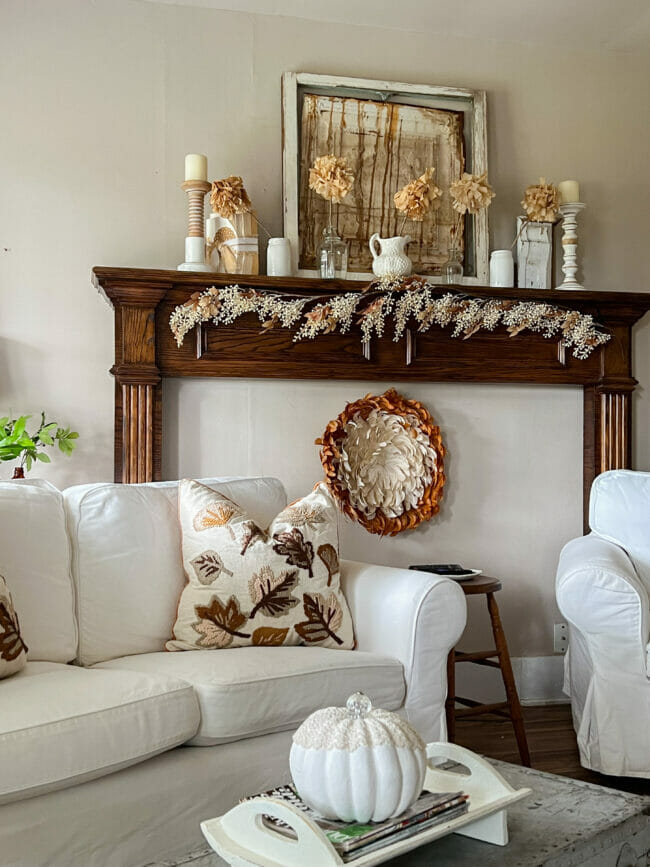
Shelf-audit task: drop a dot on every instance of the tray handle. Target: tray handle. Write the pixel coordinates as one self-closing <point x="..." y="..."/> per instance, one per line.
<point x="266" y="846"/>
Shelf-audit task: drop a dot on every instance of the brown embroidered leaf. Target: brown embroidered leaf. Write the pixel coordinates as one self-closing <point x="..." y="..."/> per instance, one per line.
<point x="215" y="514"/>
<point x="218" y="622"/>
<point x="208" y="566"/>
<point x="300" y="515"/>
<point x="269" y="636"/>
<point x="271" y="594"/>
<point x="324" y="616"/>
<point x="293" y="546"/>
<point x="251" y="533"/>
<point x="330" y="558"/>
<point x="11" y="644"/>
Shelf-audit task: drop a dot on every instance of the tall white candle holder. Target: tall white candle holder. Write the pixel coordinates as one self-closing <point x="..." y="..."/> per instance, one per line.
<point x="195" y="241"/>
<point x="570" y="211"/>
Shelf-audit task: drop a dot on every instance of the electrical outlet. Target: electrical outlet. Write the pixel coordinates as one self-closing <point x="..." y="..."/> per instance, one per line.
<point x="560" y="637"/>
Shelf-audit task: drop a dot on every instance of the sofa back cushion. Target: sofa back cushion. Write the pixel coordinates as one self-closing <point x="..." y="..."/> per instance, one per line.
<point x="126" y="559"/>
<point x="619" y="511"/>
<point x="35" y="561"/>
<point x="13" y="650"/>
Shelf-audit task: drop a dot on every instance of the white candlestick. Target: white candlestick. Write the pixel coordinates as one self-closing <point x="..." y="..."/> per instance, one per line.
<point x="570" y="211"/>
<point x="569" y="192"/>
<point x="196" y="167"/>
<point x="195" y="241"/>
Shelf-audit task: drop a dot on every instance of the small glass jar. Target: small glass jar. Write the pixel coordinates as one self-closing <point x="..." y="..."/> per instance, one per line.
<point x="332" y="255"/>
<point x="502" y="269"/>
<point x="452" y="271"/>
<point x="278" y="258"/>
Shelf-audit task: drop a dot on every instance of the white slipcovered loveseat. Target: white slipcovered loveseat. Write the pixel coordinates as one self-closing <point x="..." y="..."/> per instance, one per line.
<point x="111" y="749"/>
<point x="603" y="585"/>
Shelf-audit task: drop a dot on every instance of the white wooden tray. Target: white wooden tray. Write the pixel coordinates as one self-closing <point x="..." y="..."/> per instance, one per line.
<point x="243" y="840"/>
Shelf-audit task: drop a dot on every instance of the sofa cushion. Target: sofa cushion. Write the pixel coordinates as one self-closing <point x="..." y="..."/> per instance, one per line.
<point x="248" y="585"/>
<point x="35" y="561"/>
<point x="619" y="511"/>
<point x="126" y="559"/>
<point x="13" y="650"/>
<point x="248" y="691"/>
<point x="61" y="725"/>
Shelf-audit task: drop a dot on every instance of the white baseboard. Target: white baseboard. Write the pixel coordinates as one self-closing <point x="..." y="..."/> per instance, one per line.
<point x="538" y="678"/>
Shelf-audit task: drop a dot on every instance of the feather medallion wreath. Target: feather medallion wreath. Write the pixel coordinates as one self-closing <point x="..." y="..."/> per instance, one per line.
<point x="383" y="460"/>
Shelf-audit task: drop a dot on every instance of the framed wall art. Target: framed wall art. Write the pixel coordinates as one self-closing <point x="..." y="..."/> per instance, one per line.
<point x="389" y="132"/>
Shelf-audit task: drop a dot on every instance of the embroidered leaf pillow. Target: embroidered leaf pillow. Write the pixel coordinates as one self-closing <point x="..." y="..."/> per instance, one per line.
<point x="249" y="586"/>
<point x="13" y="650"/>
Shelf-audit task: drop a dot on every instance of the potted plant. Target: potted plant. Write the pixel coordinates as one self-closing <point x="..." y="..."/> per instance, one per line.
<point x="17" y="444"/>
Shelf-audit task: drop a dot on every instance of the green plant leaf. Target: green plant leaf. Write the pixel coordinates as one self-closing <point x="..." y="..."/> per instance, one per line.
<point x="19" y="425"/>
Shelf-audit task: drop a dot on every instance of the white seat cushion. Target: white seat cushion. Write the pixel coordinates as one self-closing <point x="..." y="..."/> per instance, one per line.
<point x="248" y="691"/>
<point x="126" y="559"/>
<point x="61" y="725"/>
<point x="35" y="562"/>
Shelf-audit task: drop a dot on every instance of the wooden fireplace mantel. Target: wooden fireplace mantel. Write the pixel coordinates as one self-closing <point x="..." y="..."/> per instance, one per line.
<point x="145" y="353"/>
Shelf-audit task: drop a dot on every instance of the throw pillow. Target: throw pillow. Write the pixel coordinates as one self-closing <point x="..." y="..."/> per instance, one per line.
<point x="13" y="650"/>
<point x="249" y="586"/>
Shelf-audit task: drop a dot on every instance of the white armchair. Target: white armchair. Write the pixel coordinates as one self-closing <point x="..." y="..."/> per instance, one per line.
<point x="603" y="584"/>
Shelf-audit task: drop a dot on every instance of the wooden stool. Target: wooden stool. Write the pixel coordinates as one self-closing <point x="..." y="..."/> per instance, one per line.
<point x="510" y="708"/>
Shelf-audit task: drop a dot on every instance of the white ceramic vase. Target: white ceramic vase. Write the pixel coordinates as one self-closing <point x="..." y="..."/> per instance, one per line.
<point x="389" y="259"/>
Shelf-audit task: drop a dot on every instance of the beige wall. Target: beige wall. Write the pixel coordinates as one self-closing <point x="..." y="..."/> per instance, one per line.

**YOUR GOAL:** Please transcribe the material above exactly as written. Leave the pictures out.

**OUTPUT:**
Shelf-audit task: drop a dot on every instance of the tray handle. Target: tray handle. Write the pixel coordinates as one self-closing <point x="..." y="..."/> per instance, one per line.
<point x="266" y="846"/>
Shelf-audit task: drop a dot on every instance of the brown embroidered leaf. Target: brown embroidered leaf. Write the pixel coordinates as one self-closing <point x="..." y="..."/> per instance, one per line.
<point x="215" y="514"/>
<point x="218" y="622"/>
<point x="208" y="566"/>
<point x="300" y="515"/>
<point x="269" y="636"/>
<point x="271" y="594"/>
<point x="324" y="616"/>
<point x="293" y="546"/>
<point x="251" y="533"/>
<point x="330" y="558"/>
<point x="11" y="644"/>
Shelf-audit task: drop a dot on every instance of the tall white candle holder. Target: tall white candle holder. Write the pixel coordinates as one self-closing <point x="..." y="..."/> per instance, one per line.
<point x="195" y="241"/>
<point x="570" y="211"/>
Shelf-audit task: drop a dot on every instance of the electrical outlet. Target: electrical outlet. Write the pixel coordinates as one self-closing <point x="..." y="..."/> per instance, one per line.
<point x="560" y="637"/>
Shelf-audit task: drop a dot on every instance of the sofa back cushion. Target: sofa back cushion. Write the pixel coordinates as one self-closing <point x="..." y="..."/> per instance, one per line.
<point x="126" y="559"/>
<point x="619" y="511"/>
<point x="35" y="561"/>
<point x="13" y="650"/>
Shelf-audit task: drop a dot on every instance of the white candlestick. Target: white candlestick. Write the pixel coordinates as one self-closing <point x="..." y="..."/> per instance, one per line.
<point x="570" y="211"/>
<point x="569" y="192"/>
<point x="196" y="167"/>
<point x="195" y="241"/>
Shelf-audit task: drop a dot on every instance of the small glass jar. Target: small glass jar. Write the pixel coordinates as one self-closing <point x="..." y="..."/> per instance, one per line.
<point x="332" y="255"/>
<point x="502" y="269"/>
<point x="452" y="271"/>
<point x="278" y="258"/>
Shelf-audit task: drop a dot on every instance of the white slipcovered loveseat. Target: white slipcovered loveseat. Write the pixel coordinates as one self-closing <point x="..." y="..."/> per instance, one per line.
<point x="111" y="749"/>
<point x="603" y="585"/>
Shelf-audit task: drop a dot on every instance of the white wooden tray. Target: white wooden tray. Write the pixel coordinates as one self-closing <point x="..." y="..."/> per instance, one per line.
<point x="243" y="840"/>
Shelf-audit task: drop a dot on every instance of the sofa cushion. Target: sofa cushion. Write the pixel coordinates as one self-closing <point x="..." y="..."/> per instance, one per line.
<point x="248" y="585"/>
<point x="35" y="561"/>
<point x="619" y="511"/>
<point x="126" y="559"/>
<point x="13" y="650"/>
<point x="248" y="691"/>
<point x="61" y="725"/>
Shelf-audit task: drop a dot on every instance of the white baseboard. Target: white baseboard. Write the pixel coordinates as one self-closing <point x="..." y="..."/> per instance, one per line.
<point x="538" y="678"/>
Shelf-audit task: drop a dot on every instance of the feather medallion wreath. Target: feather medallion wreath. Write the pixel coordinates as one self-closing <point x="..." y="..."/> per instance, one per line.
<point x="383" y="460"/>
Shelf-audit task: drop a dot on every instance of the framed wall art. Target: framed wall art. Write the pixel coordinates as one self-closing <point x="..." y="..."/> per instance, one per line.
<point x="389" y="132"/>
Shelf-audit task: drop a dot on every instance of the embroidered leaf pillow. Target: embroidered leaf pillow. Write the pixel coordinates as one self-closing <point x="..." y="..."/> per instance, one per line.
<point x="249" y="586"/>
<point x="13" y="650"/>
Shelf-audit task: drop a dot on every instance of the potted plant. Target: potted plant. Write the pixel coordinates as one self-closing <point x="..." y="..."/> per instance, one per line.
<point x="17" y="444"/>
Shelf-audit task: drop a dot on every instance of the green plant leaf. Target: green plant leaf. Write the pixel coordinates as one self-closing <point x="..." y="..."/> per instance, one per line.
<point x="19" y="425"/>
Shelf-audit task: drop a dot on every instance of the white seat cushion. Target: white seat cushion. Write the pixel coordinates as one self-closing <point x="..." y="..."/> per instance, one per line.
<point x="248" y="691"/>
<point x="126" y="559"/>
<point x="61" y="725"/>
<point x="35" y="562"/>
Shelf-audit task: drop a dot on every instance of the wooden fireplace mantel. Target: wooden fireplace mantel. Write the pixel coordinates as one self-closing <point x="..." y="..."/> per instance, one per line.
<point x="145" y="353"/>
Shelf-audit task: drop a dot on every instance of the throw pillow. Target: throw pillow. Write the pixel coordinates as one self-closing <point x="..." y="..."/> per instance, one per line.
<point x="13" y="650"/>
<point x="249" y="586"/>
Shelf-audit task: drop a dot on every instance of the white armchair. Target: white armchair. Write the pixel coordinates as one self-closing <point x="..." y="..."/> per instance, one per line.
<point x="603" y="584"/>
Shelf-audit task: drop a dot on every instance of the wooden stool. Target: wooden stool. Write the pixel coordinates as one self-closing <point x="..." y="..."/> per instance, one per line.
<point x="510" y="708"/>
Shelf-audit task: drop a dot on every instance of the white ceramic vase. Target: white ceramic vase. Write the pixel coordinates as one self-closing <point x="..." y="..."/> per instance, one per line.
<point x="389" y="259"/>
Shelf-audit task: drop a dot on every instance of the beige wall. Target: beige wall. Write the pixel coordinates as one self-closing <point x="..." y="..."/> per instance, one per line.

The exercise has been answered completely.